Each entry that follows is to be duplicated exactly, without its images.

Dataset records
——————————
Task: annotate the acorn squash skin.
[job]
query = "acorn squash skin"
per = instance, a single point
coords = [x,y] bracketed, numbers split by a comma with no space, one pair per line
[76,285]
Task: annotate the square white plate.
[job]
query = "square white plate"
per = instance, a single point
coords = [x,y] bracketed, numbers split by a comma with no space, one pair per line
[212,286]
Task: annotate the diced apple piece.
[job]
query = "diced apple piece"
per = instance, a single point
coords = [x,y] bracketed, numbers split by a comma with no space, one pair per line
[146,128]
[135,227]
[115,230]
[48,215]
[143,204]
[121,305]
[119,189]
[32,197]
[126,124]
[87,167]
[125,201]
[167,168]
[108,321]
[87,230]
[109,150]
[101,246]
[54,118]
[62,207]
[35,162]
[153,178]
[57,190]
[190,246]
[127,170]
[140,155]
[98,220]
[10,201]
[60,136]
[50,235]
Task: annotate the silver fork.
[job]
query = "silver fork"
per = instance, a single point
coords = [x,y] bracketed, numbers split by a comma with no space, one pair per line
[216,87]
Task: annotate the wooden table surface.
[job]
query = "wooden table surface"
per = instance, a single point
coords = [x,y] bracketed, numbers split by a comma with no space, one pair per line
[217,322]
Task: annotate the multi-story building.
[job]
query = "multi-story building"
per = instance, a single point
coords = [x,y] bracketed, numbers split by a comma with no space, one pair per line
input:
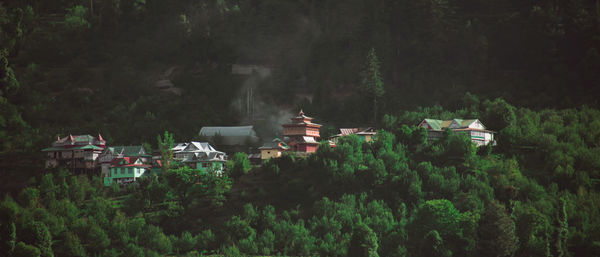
——————————
■ Response:
Task: annotate the acorn squash skin.
[job]
query = "acorn squash skin"
per = instance, a single point
coords = [x,y] bracketed, numbers split by a comma with no space, one pair per line
[76,285]
Task: annotate the square white plate.
[job]
query = "square white plate"
per = instance, a single point
coords = [x,y] bracketed, numbers split by a comma with no space, one pair per line
[212,286]
Task: annotate the diced apple piece.
[job]
query = "diced apple piece"
per = instance, a single point
coords = [x,y] bracketed, numbers split by a comma with no space, one pair per line
[146,128]
[135,227]
[115,230]
[48,215]
[143,204]
[121,305]
[119,189]
[32,197]
[126,124]
[87,167]
[125,201]
[167,168]
[108,321]
[87,230]
[109,150]
[101,246]
[54,118]
[62,207]
[35,162]
[153,178]
[57,190]
[190,246]
[127,170]
[140,155]
[98,220]
[10,201]
[60,136]
[50,235]
Task: annotate the silver fork.
[job]
query = "silver fork"
per = instance, a single point
coords = [x,y] bracketed, numbers split by a comma with no space, one pair per line
[216,87]
Task: annotate the wooden table surface.
[job]
query = "wooden table surface"
per = instance, a single point
coords = [x,y] bracketed, numbers split by a comma with no space, one pair per line
[217,322]
Task: annotate the multi-story building.
[job]
query = "multi-story building"
per = instance, a single point
coords = [x,y] bracketed, numbers split by a comma with no space, one pair per line
input:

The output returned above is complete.